╭──

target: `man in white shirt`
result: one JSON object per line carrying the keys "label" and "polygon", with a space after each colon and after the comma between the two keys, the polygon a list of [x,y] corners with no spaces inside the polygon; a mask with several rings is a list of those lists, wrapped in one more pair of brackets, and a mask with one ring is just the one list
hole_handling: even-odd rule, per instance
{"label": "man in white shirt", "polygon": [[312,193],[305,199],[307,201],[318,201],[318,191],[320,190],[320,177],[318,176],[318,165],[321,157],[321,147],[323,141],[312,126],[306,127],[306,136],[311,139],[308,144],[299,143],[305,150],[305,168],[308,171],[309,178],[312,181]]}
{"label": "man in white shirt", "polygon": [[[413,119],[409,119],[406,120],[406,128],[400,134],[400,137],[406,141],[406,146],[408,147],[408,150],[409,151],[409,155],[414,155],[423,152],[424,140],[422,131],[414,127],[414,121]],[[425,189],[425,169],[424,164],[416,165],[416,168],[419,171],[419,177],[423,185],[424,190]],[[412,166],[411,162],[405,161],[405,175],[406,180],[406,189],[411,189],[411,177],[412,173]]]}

╰──

* **Required task**
Rewrite the records above, replacing "per instance" with "per mask" and leaving every other part unchanged.

* **Finished answer**
target: `man in white shirt`
result: one JSON object per line carrying the keys "label" and "polygon", with a space after each colon and after the comma between the two keys, the polygon a list of [x,y] corners with no spaces inside the polygon; a mask with several rings is a list of those lists, wrapped in one more pair of brackets, and a mask with one ring is just the one list
hole_handling: even-odd rule, per mask
{"label": "man in white shirt", "polygon": [[312,193],[305,199],[307,201],[318,201],[318,191],[320,190],[320,177],[318,176],[318,165],[321,157],[321,147],[323,141],[312,126],[306,127],[306,136],[311,139],[308,144],[299,143],[305,150],[305,168],[308,171],[309,178],[312,181]]}
{"label": "man in white shirt", "polygon": [[[413,119],[409,119],[406,120],[406,128],[400,134],[400,137],[406,141],[406,146],[408,147],[408,150],[409,151],[409,155],[414,155],[423,152],[424,140],[422,131],[414,127],[414,121]],[[425,189],[425,169],[424,164],[416,165],[416,168],[419,171],[419,177],[423,185],[424,190]],[[412,166],[411,162],[405,161],[405,175],[406,180],[406,189],[411,189],[411,177],[412,173]]]}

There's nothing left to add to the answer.